▸ Input material:
+ + + +
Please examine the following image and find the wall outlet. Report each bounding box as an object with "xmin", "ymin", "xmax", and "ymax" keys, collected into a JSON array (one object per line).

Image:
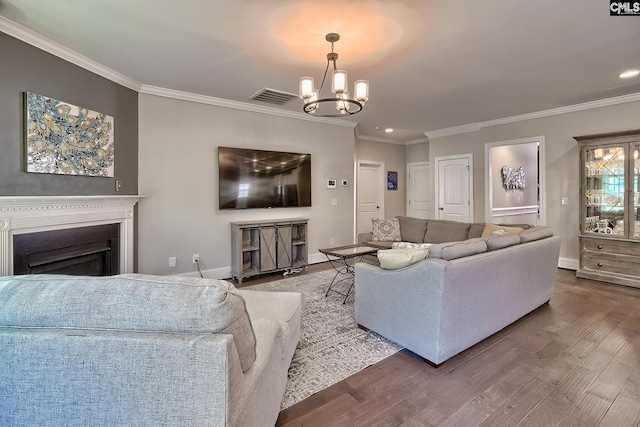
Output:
[
  {"xmin": 331, "ymin": 198, "xmax": 337, "ymax": 205},
  {"xmin": 192, "ymin": 254, "xmax": 200, "ymax": 264},
  {"xmin": 115, "ymin": 180, "xmax": 123, "ymax": 192},
  {"xmin": 561, "ymin": 197, "xmax": 568, "ymax": 206},
  {"xmin": 330, "ymin": 237, "xmax": 335, "ymax": 245},
  {"xmin": 169, "ymin": 257, "xmax": 176, "ymax": 267}
]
+ + + +
▸ Instructions to follow:
Repeat the listing exactly; do not print any picture.

▸ Result of the exercise:
Please examine the following image and find the wall outlet. Report each bounding box as an object with "xmin", "ymin", "xmax", and "ymax" keys, collected into a JSON array (one object per line).

Image:
Output:
[
  {"xmin": 331, "ymin": 198, "xmax": 337, "ymax": 205},
  {"xmin": 192, "ymin": 254, "xmax": 200, "ymax": 264},
  {"xmin": 115, "ymin": 180, "xmax": 123, "ymax": 192},
  {"xmin": 561, "ymin": 197, "xmax": 568, "ymax": 206},
  {"xmin": 330, "ymin": 237, "xmax": 335, "ymax": 245},
  {"xmin": 169, "ymin": 257, "xmax": 176, "ymax": 267}
]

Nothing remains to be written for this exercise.